* begin EXTRACTED TEXT *

There are multiple ways to do this simulation.

# Population (1 million x's)
pop_x <- rnorm(1000000, mean = 5, sd = 1)

# Random Sampling
n <- 200 # number of x's in each sample
mcn <- 1000 # number of samples in the simulation

samp <- matrix(0, nrow = n, ncol = mcn) # a Container: matrix by 200 x 1000
for(i in 1: mcn){
  samp[,i] <- sample(pop_x, n, replace = TRUE)
}

xbar <- colMeans(samp) # We calculate the column means
mxbar <- mean(xbar) # the mean of xbars
round(mxbar, 2)
## [1] 5
hist(xbar, breaks=20)

This is our sampling distribution of \(\bar{x}\) and \(\bar{x}\) is an unbiased estimator of \(\mu_x\). But is that enough? We may have another estimator, like \(\tilde{x} = (x_1 + x_{200})/2\), which could be an unbiased estimator as well.

* end EXTRACTED TEXT *
* begin RECORDED DATA *

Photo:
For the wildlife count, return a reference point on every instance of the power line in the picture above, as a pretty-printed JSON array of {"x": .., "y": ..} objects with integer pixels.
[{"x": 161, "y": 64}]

* end RECORDED DATA *

**GIVEN REQUEST**
Update the sampling simulation text between "# Random Sampling" and "round(mxbar, 2)", inclusive, so that "mcn" reads "n_sims" everywhere it appears.

**FINISHED EXERCISE**
# Random Sampling
n <- 200 # number of x's in each sample
n_sims <- 1000 # number of samples in the simulation

samp <- matrix(0, nrow = n, ncol = n_sims) # a Container: matrix by 200 x 1000
for(i in 1: n_sims){
  samp[,i] <- sample(pop_x, n, replace = TRUE)
}

xbar <- colMeans(samp) # We calculate the column means
mxbar <- mean(xbar) # the mean of xbars
round(mxbar, 2)